ASSIGNMENT
Go over the entries below line by line, copying each one that contains the word "every".

DATA RECORDS
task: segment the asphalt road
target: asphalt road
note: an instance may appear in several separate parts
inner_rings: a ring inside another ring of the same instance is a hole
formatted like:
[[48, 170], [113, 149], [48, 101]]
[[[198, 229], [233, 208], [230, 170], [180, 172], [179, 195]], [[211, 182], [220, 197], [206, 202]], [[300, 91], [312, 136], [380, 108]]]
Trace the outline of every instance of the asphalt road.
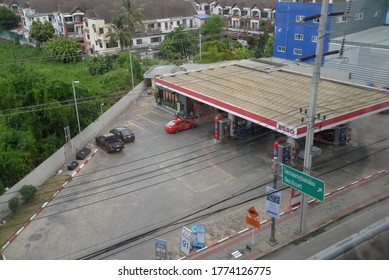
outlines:
[[[375, 182], [382, 183], [380, 181]], [[264, 260], [305, 260], [360, 232], [368, 226], [388, 217], [389, 198], [377, 202], [363, 210], [352, 213], [323, 228], [316, 237], [301, 243], [291, 243], [277, 251], [265, 255]], [[372, 248], [382, 249], [382, 248]], [[373, 252], [371, 254], [374, 254]]]
[[[388, 118], [373, 117], [356, 123], [356, 137], [374, 141], [387, 134], [370, 124], [389, 125]], [[205, 224], [208, 243], [247, 227], [245, 212], [254, 202], [242, 201], [263, 194], [272, 179], [272, 134], [216, 144], [212, 122], [200, 119], [198, 128], [171, 135], [163, 130], [171, 118], [153, 105], [152, 97], [131, 105], [105, 131], [129, 126], [135, 142], [116, 154], [99, 150], [6, 248], [7, 259], [78, 259], [115, 244], [120, 245], [116, 250], [96, 258], [154, 259], [157, 237], [168, 241], [169, 256], [177, 259], [182, 225]], [[362, 135], [365, 129], [369, 131]], [[359, 138], [353, 143], [363, 145]], [[329, 148], [323, 153], [331, 156], [340, 150]], [[321, 179], [328, 180], [329, 191], [381, 170], [383, 164], [387, 166], [387, 155], [387, 151], [377, 153], [374, 161], [369, 158], [348, 166], [341, 175]], [[228, 208], [232, 204], [237, 206]], [[255, 204], [263, 209], [261, 199]], [[288, 207], [289, 190], [285, 190], [281, 209]]]

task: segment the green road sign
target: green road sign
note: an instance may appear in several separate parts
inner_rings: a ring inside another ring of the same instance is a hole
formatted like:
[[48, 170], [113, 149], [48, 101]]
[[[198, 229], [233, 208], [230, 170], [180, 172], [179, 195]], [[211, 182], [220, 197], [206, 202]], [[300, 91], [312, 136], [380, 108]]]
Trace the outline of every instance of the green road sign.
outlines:
[[316, 179], [285, 164], [282, 165], [282, 183], [313, 198], [324, 201], [325, 184], [322, 180]]

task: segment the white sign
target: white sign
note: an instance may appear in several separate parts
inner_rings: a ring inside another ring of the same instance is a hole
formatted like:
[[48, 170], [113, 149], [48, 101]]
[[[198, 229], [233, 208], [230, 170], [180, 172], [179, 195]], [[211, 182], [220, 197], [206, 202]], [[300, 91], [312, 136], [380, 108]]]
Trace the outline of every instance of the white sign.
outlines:
[[189, 255], [190, 247], [192, 246], [192, 231], [187, 227], [182, 227], [181, 231], [181, 252]]
[[297, 128], [294, 126], [286, 125], [282, 122], [277, 122], [277, 129], [285, 132], [286, 134], [297, 135]]
[[266, 186], [266, 215], [279, 219], [280, 218], [280, 204], [281, 192], [274, 188]]

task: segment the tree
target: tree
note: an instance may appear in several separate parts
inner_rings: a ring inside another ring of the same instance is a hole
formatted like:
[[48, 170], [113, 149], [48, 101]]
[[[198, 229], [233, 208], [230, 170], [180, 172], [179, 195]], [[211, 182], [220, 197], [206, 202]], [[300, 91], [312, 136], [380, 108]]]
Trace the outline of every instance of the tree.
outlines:
[[36, 191], [37, 191], [37, 189], [33, 185], [24, 185], [20, 189], [19, 193], [21, 194], [24, 202], [27, 202], [34, 196]]
[[45, 46], [47, 51], [54, 60], [64, 63], [75, 62], [79, 60], [80, 44], [71, 38], [49, 39]]
[[146, 17], [142, 9], [137, 7], [135, 0], [121, 0], [120, 11], [123, 16], [124, 24], [134, 33], [137, 30], [143, 30], [143, 20]]
[[0, 30], [11, 30], [19, 24], [19, 17], [7, 7], [0, 7]]
[[53, 38], [54, 33], [54, 27], [49, 21], [42, 23], [39, 20], [35, 20], [31, 25], [30, 36], [39, 43], [46, 42], [50, 38]]
[[197, 33], [185, 31], [185, 26], [180, 25], [166, 35], [161, 43], [161, 53], [166, 58], [191, 58], [197, 53]]
[[96, 56], [87, 60], [88, 71], [92, 76], [103, 75], [113, 67], [113, 61], [110, 56]]
[[205, 23], [200, 27], [200, 34], [206, 38], [214, 38], [221, 36], [223, 27], [226, 25], [224, 18], [213, 15], [205, 20]]
[[19, 198], [13, 197], [10, 200], [8, 200], [8, 208], [9, 210], [11, 210], [13, 214], [15, 214], [19, 208]]
[[121, 13], [112, 18], [111, 30], [107, 38], [110, 43], [119, 41], [120, 48], [132, 46], [132, 37], [135, 31], [143, 30], [145, 16], [142, 9], [136, 6], [134, 0], [121, 0], [119, 3]]
[[125, 25], [122, 15], [112, 18], [111, 29], [107, 34], [111, 44], [119, 41], [121, 50], [124, 50], [132, 45], [132, 35], [133, 32]]
[[267, 38], [267, 42], [261, 57], [272, 57], [273, 45], [274, 45], [274, 35], [270, 34], [269, 37]]

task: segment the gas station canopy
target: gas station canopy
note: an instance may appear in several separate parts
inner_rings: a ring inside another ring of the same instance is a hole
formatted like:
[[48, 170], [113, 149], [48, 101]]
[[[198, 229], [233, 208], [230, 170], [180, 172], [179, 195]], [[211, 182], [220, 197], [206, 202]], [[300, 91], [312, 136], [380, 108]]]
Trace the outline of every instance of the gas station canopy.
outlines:
[[[274, 67], [273, 67], [274, 68]], [[312, 76], [246, 63], [156, 78], [156, 85], [293, 138], [306, 135]], [[302, 113], [300, 112], [302, 108]], [[389, 91], [321, 79], [318, 130], [389, 109]], [[304, 120], [302, 120], [304, 118]]]

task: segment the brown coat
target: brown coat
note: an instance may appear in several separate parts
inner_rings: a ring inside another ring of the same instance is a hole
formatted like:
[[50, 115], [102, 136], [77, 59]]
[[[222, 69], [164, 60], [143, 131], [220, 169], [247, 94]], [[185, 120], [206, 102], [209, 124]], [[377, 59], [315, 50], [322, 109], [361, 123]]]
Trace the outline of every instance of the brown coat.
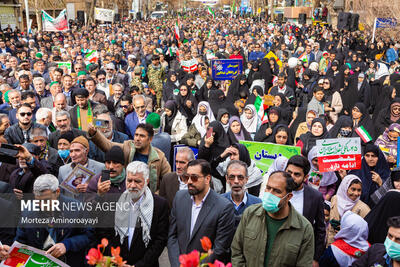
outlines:
[[[89, 138], [93, 141], [93, 143], [98, 146], [102, 151], [107, 152], [113, 146], [119, 146], [124, 151], [124, 159], [125, 166], [133, 161], [135, 156], [135, 145], [132, 140], [127, 140], [124, 143], [114, 143], [108, 140], [104, 135], [102, 135], [99, 131], [96, 134]], [[149, 159], [147, 164], [149, 165], [150, 170], [150, 184], [149, 187], [151, 191], [154, 193], [160, 188], [160, 180], [161, 178], [171, 172], [171, 166], [168, 163], [167, 158], [164, 153], [156, 147], [150, 145]]]
[[[329, 221], [333, 220], [337, 220], [340, 221], [340, 214], [337, 208], [337, 197], [333, 196], [332, 200], [331, 200], [331, 213], [329, 216]], [[362, 202], [361, 200], [359, 200], [357, 202], [356, 205], [354, 205], [354, 207], [351, 209], [351, 211], [357, 215], [360, 215], [362, 218], [364, 218], [365, 216], [367, 216], [367, 214], [369, 213], [371, 209], [368, 207], [367, 204], [365, 204], [364, 202]], [[328, 230], [327, 230], [327, 244], [326, 246], [328, 247], [330, 244], [333, 243], [333, 241], [335, 241], [334, 237], [337, 234], [338, 231], [336, 231], [335, 229], [333, 229], [332, 225], [329, 224]]]
[[107, 106], [107, 98], [102, 93], [96, 92], [96, 93], [94, 93], [93, 97], [91, 97], [90, 99], [93, 100], [94, 102], [97, 102], [97, 103]]

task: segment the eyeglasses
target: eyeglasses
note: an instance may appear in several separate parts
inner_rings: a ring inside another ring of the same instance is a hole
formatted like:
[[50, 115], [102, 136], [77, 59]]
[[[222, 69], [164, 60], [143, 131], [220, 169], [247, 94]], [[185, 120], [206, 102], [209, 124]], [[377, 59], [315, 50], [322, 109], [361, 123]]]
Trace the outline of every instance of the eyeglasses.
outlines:
[[330, 82], [324, 82], [324, 84], [330, 84]]
[[106, 78], [98, 78], [97, 80], [99, 80], [99, 81], [105, 81]]
[[233, 174], [228, 176], [228, 180], [231, 180], [231, 181], [234, 181], [235, 178], [237, 178], [239, 181], [243, 181], [246, 177], [243, 175], [233, 175]]
[[114, 69], [106, 69], [106, 70], [108, 70], [108, 71], [113, 71]]
[[192, 180], [192, 182], [197, 182], [198, 180], [199, 180], [199, 178], [201, 178], [201, 177], [203, 177], [204, 178], [204, 176], [199, 176], [199, 175], [196, 175], [196, 174], [187, 174], [187, 173], [185, 173], [185, 174], [183, 174], [182, 176], [181, 176], [181, 178], [182, 178], [182, 181], [183, 182], [187, 182], [187, 181], [189, 181], [189, 179], [190, 180]]
[[400, 111], [400, 107], [393, 107], [392, 110], [393, 111]]
[[135, 106], [135, 109], [144, 109], [145, 106]]
[[25, 116], [28, 116], [28, 117], [30, 117], [30, 116], [32, 116], [32, 112], [21, 112], [21, 113], [19, 113], [19, 115], [21, 116], [21, 117], [25, 117]]
[[129, 106], [128, 106], [128, 105], [123, 105], [123, 106], [121, 106], [121, 108], [126, 108], [126, 109], [128, 109]]

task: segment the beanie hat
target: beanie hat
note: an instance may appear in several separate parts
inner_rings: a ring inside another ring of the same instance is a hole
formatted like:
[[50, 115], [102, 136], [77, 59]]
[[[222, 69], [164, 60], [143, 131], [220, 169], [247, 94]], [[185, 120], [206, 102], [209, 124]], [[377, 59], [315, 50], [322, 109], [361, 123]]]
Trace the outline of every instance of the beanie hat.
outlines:
[[86, 90], [85, 88], [78, 88], [78, 89], [75, 90], [74, 96], [88, 97], [89, 96], [89, 91]]
[[57, 84], [57, 83], [59, 83], [59, 82], [57, 82], [57, 81], [51, 82], [50, 87], [52, 87], [54, 84]]
[[146, 123], [151, 124], [154, 129], [160, 128], [160, 115], [155, 112], [150, 113], [147, 115]]
[[61, 134], [60, 137], [58, 138], [58, 140], [65, 139], [71, 143], [72, 140], [74, 140], [74, 138], [75, 138], [74, 133], [72, 131], [68, 131], [68, 132]]
[[36, 55], [35, 55], [37, 58], [42, 58], [43, 57], [43, 54], [42, 53], [40, 53], [40, 52], [38, 52], [38, 53], [36, 53]]
[[125, 164], [124, 151], [119, 146], [111, 147], [111, 149], [106, 152], [104, 159], [104, 161], [114, 161], [122, 165]]
[[74, 144], [74, 143], [81, 144], [82, 146], [84, 146], [84, 147], [87, 148], [87, 149], [89, 148], [89, 142], [88, 142], [88, 140], [87, 140], [84, 136], [82, 136], [82, 135], [80, 135], [80, 136], [78, 136], [77, 138], [75, 138], [74, 140], [72, 140], [71, 145]]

OUTPUT OF THE TASK
Trace the outline of every instance of the asphalt road.
Trace the outline of every instance of the green road sign.
Trace the outline of every instance of the white sign.
Trace the outline of every instance of the tree.
Trace the outline of every instance of the gas station canopy.
Trace the outline of every instance of the brown coat.
Trace the outline of every instance of the eyeglasses.
Trace the outline of every instance of the beanie hat.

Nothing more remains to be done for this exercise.